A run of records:
(begin)

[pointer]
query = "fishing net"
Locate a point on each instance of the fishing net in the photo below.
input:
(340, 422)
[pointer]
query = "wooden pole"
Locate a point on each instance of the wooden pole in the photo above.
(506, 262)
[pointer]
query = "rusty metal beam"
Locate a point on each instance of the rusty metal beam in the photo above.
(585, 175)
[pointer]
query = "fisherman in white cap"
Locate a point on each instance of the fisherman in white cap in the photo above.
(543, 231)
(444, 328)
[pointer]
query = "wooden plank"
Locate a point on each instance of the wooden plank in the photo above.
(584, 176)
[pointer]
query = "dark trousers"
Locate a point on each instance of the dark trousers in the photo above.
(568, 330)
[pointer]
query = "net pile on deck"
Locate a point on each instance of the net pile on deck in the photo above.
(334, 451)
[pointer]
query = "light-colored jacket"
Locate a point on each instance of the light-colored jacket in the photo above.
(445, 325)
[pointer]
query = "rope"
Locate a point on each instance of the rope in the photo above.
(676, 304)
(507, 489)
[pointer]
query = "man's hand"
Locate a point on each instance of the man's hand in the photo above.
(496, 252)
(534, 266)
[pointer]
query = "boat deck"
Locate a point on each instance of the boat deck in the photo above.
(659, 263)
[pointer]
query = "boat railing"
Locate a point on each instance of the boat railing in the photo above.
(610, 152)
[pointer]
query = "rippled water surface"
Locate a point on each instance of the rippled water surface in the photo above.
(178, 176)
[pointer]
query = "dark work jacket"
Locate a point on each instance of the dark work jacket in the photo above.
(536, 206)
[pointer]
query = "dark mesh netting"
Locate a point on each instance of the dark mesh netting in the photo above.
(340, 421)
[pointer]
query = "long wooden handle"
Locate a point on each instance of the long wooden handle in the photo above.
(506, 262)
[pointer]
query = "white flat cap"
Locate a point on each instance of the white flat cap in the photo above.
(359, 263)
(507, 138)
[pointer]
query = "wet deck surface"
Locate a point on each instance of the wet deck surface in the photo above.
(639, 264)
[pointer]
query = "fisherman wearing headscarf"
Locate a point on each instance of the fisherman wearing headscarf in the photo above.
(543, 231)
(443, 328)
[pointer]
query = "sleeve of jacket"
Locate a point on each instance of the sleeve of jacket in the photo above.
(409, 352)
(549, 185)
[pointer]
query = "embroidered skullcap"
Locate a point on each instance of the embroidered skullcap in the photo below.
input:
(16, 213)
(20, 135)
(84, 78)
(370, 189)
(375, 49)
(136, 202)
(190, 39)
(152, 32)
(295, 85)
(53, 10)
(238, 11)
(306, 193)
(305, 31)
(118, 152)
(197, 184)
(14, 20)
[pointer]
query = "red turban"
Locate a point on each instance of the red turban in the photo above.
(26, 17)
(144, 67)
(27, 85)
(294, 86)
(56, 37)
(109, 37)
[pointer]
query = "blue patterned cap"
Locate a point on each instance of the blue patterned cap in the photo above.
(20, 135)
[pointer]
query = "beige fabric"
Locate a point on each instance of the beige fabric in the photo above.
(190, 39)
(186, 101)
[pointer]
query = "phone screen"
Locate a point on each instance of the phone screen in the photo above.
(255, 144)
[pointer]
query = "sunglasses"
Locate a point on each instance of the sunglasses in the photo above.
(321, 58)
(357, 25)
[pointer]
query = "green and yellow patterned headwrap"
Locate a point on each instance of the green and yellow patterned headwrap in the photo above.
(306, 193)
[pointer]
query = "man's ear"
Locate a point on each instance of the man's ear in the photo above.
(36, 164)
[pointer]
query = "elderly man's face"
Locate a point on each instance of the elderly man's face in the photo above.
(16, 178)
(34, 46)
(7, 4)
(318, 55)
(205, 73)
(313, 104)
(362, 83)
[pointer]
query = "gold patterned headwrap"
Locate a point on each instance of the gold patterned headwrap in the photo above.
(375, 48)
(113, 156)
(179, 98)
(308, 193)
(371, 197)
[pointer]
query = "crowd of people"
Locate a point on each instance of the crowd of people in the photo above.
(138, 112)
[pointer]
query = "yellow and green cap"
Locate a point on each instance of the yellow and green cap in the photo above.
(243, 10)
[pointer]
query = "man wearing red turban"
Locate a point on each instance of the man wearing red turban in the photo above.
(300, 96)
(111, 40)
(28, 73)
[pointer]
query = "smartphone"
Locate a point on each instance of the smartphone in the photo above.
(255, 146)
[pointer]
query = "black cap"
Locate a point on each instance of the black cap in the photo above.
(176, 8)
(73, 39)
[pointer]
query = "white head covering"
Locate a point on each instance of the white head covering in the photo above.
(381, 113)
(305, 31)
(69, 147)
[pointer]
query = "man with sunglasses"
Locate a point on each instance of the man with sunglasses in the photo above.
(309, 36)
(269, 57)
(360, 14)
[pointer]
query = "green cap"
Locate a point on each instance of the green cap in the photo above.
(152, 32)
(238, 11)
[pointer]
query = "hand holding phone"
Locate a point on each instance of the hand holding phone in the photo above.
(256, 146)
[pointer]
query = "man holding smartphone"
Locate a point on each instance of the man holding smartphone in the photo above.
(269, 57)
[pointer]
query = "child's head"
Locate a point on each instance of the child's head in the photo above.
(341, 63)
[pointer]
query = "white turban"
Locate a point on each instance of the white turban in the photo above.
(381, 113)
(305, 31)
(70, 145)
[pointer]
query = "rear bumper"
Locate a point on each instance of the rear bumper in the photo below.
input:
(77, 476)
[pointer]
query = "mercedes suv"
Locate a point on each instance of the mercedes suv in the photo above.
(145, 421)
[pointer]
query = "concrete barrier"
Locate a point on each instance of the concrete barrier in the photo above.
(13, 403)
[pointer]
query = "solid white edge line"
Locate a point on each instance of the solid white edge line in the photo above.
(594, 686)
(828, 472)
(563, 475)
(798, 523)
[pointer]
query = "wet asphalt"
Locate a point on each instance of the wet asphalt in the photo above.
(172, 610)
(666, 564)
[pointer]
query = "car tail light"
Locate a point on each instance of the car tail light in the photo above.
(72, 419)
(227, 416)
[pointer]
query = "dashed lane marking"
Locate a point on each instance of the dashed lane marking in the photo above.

(end)

• _REQUIREMENTS_: Send back all of the entries exactly, with nothing missing.

• _ANSWER TO THIS EXERCISE_:
[pointer]
query = "fishing net"
Locate a point on each instance of the fishing net in the photo below.
input:
(340, 422)
[pointer]
query = "wooden pole"
Locate a point on each instance of the wooden pole in the photo above.
(506, 262)
[pointer]
query = "rusty metal beam"
Locate a point on each instance of the rusty metal beam in the photo above.
(585, 175)
[pointer]
query = "fisherman in white cap"
Locate a point on each instance of the fisherman in white cap in the photo above.
(543, 231)
(444, 328)
[pointer]
query = "wooden plank"
Locate a point on each instance of the wooden plank in the photo above.
(584, 176)
[pointer]
query = "dark trousers"
Locate a point on each instance of the dark trousers in the photo above.
(568, 330)
[pointer]
query = "net pile on deck"
Locate a point on each instance of the net pile on deck in the photo above.
(334, 451)
[pointer]
query = "light-colored jacket"
Locate a point on each instance of the light-colored jacket in the photo above.
(445, 325)
[pointer]
query = "rope"
Locate a point on each instance of the rope in the photo above.
(676, 304)
(507, 489)
[pointer]
query = "man's hand"
Locate a point on each instance of the man's hand in the photo above.
(496, 252)
(534, 266)
[pointer]
query = "boat deck"
Locate a point on each instance of the boat deck in the photo above.
(659, 263)
[pointer]
query = "boat railing"
Locate a point on each instance of the boat railing in the photo above.
(610, 152)
[pointer]
query = "rippled water surface"
Locate a point on each instance of the rippled water surface in the photo above.
(178, 176)
[pointer]
query = "dark work jacket"
Locate a point on each instance of the dark work jacket in the photo above.
(536, 206)
[pointer]
query = "dark mesh netting"
Locate a point on each instance of the dark mesh netting in the photo above.
(340, 421)
[pointer]
query = "long wooden handle"
Locate a point on each instance of the long wooden handle in the photo above.
(506, 262)
[pointer]
query = "white flat cap"
Locate a point on each instance of the white flat cap in the photo above.
(359, 263)
(507, 138)
[pointer]
query = "wet deck surface"
Locate a point on each instance of the wet deck surface in the photo above.
(639, 264)
[pointer]
query = "fisherman wearing headscarf"
Locate a point on each instance of the fisherman wearing headscarf in the photo above.
(543, 231)
(443, 328)
[pointer]
query = "sleeve of jacket"
Locate a point on each instance of the sleeve of jacket in the photo above.
(409, 352)
(549, 185)
[pointer]
query = "embroidered skullcap"
Locate a point on each instance of the embroidered skullcap in the photo below.
input:
(16, 213)
(20, 135)
(84, 78)
(370, 189)
(375, 49)
(136, 202)
(190, 39)
(152, 32)
(295, 85)
(53, 10)
(238, 11)
(306, 193)
(305, 31)
(118, 152)
(197, 184)
(14, 20)
[pointer]
query = "red turban"
Locate a point on each instance of the red turban in the photo above.
(26, 17)
(144, 67)
(27, 85)
(294, 86)
(56, 37)
(109, 37)
[pointer]
query = "blue patterned cap"
Locate a point on each instance of the blue patterned cap in the photo above.
(20, 135)
[pointer]
query = "beige fabric"
Locate a point on each instance of the beige fabric in the photo above.
(190, 39)
(186, 101)
[pointer]
query = "phone screen"
Locate a point on each instance of the phone screen in the photo above.
(255, 144)
[pointer]
query = "sunglasses"
Locate a point on each instance of the sunglasses in the photo above.
(321, 58)
(357, 25)
[pointer]
query = "green and yellow patterned headwrap"
Locate a point on each instance of the green and yellow patterned headwrap in the photo above.
(306, 193)
[pointer]
query = "man's ear"
Locate a point on each instance of the man's ear in the photo above.
(36, 164)
[pointer]
query = "elderly man's face"
Locate a point on each instance of the elderly man's face in the photo above.
(16, 178)
(34, 46)
(7, 4)
(318, 55)
(205, 73)
(313, 104)
(362, 83)
[pointer]
query = "gold patterned headwrap"
Locate a point on each instance of the gold patterned headwrap in the photo above.
(375, 48)
(113, 156)
(179, 98)
(308, 193)
(371, 197)
[pointer]
query = "crowd of people"
Locate a point on each instance of the crowd of people in the photo above.
(138, 112)
[pointer]
query = "yellow and green cap"
Locate a point on each instance of the yellow and green cap in the photo above.
(243, 10)
[pointer]
query = "man wearing red turban"
Locate a point on each instance of the man wearing red turban in the photo above.
(300, 96)
(111, 40)
(28, 73)
[pointer]
query = "smartphone"
Locate a point on each instance of the smartphone in the photo above.
(255, 146)
[pointer]
query = "black cap"
Locate a point on each instance of the black cap in the photo above.
(176, 8)
(73, 39)
[pointer]
query = "white head covering"
Locate a point on each instance of the white head covering in the photo above.
(381, 113)
(305, 31)
(69, 147)
[pointer]
query = "man with sunglasses"
Locate a point on each instance of the man with sunglasses in the photo above.
(309, 36)
(269, 57)
(360, 14)
[pointer]
query = "green cap"
Locate a point on each instance of the green cap in the photo above.
(152, 32)
(238, 11)
[pointer]
query = "hand holding phone"
Locate a point on each instance of the hand holding phone in the photo above.
(256, 146)
[pointer]
query = "man holding smartphone"
Locate a point on each instance of the man holding smartphone in the photo above.
(269, 57)
[pointer]
query = "child's head"
Locate a point on each instance of the child's head in the photo above.
(341, 63)
[pointer]
query = "white turban"
Locate a point on each instance of the white turban in the photo above.
(381, 113)
(305, 31)
(70, 145)
[pointer]
query = "rear bumper"
Locate a point on each instance of the rear bumper in the photo below.
input:
(77, 476)
[pointer]
query = "mercedes suv"
Locate a point on each instance of the mercedes suv in the photo above.
(145, 421)
[pointer]
query = "concrete barrier"
Locate a point on each instance of the concrete barrier in the photo above.
(13, 403)
[pointer]
query = "solid white edge line"
Locate a point on each instance of the solid white edge line in the photo above.
(594, 686)
(828, 472)
(563, 475)
(798, 523)
[pointer]
query = "wet asphalt"
Locate a point on each instance of the wet asphalt in the photo above.
(172, 610)
(666, 564)
[pointer]
query = "car tail light"
Locate a point on each instance of the car tail light in the photo above.
(72, 419)
(227, 416)
[pointer]
query = "dashed lane marking"
Locate a point on each instance of the dashed lane marking in the photo above.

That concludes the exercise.